Problem details: Rescale the stretch of lines from the one containing "Objective — one marker per instance of the metal" through the end of the records, writing out every one of those lines again. Multiply each coordinate in the answers by 1.7 and round to whole numbers, halves up, leaving every other number as it is.

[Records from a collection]
────────────────
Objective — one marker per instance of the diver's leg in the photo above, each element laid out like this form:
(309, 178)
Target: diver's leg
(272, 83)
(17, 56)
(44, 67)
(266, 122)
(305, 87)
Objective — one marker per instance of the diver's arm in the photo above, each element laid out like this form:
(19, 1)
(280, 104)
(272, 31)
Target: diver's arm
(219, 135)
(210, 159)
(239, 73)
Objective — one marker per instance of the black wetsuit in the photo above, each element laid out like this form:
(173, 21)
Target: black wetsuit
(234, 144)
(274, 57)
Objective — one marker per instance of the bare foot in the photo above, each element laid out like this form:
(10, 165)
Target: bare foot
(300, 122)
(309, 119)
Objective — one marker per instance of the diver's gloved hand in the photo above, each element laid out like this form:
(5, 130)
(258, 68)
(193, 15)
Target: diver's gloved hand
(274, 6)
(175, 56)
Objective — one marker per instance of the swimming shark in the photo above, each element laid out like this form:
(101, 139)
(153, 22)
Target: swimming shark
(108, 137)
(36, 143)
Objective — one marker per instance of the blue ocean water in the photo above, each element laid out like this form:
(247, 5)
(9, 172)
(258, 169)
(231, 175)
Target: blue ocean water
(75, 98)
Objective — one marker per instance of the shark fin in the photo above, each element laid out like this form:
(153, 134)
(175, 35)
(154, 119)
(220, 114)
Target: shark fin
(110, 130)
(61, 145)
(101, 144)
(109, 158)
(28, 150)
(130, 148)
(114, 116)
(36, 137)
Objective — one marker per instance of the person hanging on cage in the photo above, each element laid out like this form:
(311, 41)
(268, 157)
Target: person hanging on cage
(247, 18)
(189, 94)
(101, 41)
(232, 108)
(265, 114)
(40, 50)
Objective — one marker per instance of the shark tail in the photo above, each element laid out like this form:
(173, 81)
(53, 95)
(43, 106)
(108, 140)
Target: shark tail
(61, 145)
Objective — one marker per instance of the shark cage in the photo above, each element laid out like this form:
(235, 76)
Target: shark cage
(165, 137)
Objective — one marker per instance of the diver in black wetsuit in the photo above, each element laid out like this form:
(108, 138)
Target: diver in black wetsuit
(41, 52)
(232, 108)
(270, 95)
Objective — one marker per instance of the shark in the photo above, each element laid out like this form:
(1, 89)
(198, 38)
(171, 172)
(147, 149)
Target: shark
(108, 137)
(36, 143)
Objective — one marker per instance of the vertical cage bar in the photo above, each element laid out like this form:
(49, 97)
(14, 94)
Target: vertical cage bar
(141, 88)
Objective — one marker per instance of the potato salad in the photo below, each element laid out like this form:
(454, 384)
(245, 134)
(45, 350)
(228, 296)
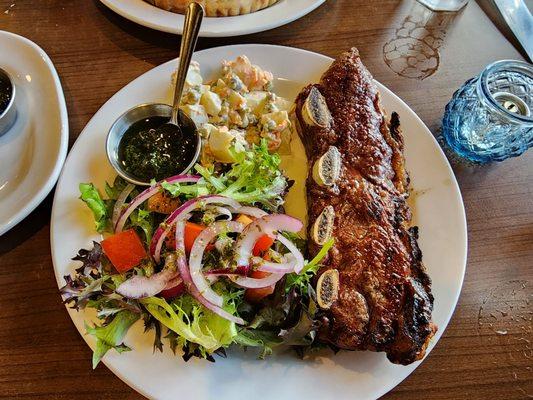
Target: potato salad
(235, 110)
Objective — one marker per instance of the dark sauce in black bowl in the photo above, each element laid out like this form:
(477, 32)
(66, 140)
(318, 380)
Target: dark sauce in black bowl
(148, 153)
(6, 91)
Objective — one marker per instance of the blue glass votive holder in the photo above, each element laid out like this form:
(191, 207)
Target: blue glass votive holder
(490, 118)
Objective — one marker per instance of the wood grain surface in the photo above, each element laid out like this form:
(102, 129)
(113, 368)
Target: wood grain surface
(486, 350)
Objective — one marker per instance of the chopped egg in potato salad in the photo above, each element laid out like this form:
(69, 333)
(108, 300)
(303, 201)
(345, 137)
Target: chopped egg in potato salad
(235, 110)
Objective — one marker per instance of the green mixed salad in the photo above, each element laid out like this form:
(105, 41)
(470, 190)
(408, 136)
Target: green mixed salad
(206, 261)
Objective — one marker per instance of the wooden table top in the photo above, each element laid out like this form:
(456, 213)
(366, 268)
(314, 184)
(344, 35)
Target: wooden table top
(486, 350)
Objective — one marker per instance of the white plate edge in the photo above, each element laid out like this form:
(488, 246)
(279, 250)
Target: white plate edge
(37, 199)
(441, 329)
(208, 33)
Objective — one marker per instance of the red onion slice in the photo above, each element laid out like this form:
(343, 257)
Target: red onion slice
(266, 225)
(186, 276)
(146, 194)
(187, 207)
(251, 211)
(254, 283)
(121, 199)
(174, 282)
(197, 253)
(218, 211)
(285, 267)
(139, 287)
(296, 254)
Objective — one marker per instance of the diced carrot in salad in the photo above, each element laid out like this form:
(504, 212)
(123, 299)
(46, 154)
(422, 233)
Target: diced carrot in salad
(256, 295)
(163, 203)
(263, 244)
(125, 250)
(192, 231)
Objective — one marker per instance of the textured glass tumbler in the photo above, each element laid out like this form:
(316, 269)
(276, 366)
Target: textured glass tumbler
(490, 118)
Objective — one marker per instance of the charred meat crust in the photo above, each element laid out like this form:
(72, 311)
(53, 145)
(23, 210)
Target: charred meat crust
(384, 301)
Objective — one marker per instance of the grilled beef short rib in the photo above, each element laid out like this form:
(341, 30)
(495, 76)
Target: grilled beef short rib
(384, 300)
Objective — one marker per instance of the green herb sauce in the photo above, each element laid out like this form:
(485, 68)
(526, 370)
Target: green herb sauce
(147, 153)
(6, 91)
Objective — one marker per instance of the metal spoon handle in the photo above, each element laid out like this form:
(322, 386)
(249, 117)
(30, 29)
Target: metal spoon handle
(191, 28)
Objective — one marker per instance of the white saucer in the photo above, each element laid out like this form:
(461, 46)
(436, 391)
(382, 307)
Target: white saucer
(281, 13)
(32, 152)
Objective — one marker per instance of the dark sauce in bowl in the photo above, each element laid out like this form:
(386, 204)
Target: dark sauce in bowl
(6, 91)
(147, 153)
────────────────
Task response:
Objective — one marker per instance of the metal spoon handle in the photo above, each element laid out like this form:
(322, 386)
(249, 117)
(30, 29)
Target: metal spoon handle
(325, 48)
Objective — one marker per instance of the white saucer in the photo above, each element laid out like this form:
(461, 46)
(436, 391)
(382, 307)
Target: white saucer
(478, 22)
(54, 258)
Objective — one marker per instance of the dark sauce in bowl in the photo above, each element laid out like this form:
(386, 204)
Target: dark sauce in bowl
(10, 155)
(250, 260)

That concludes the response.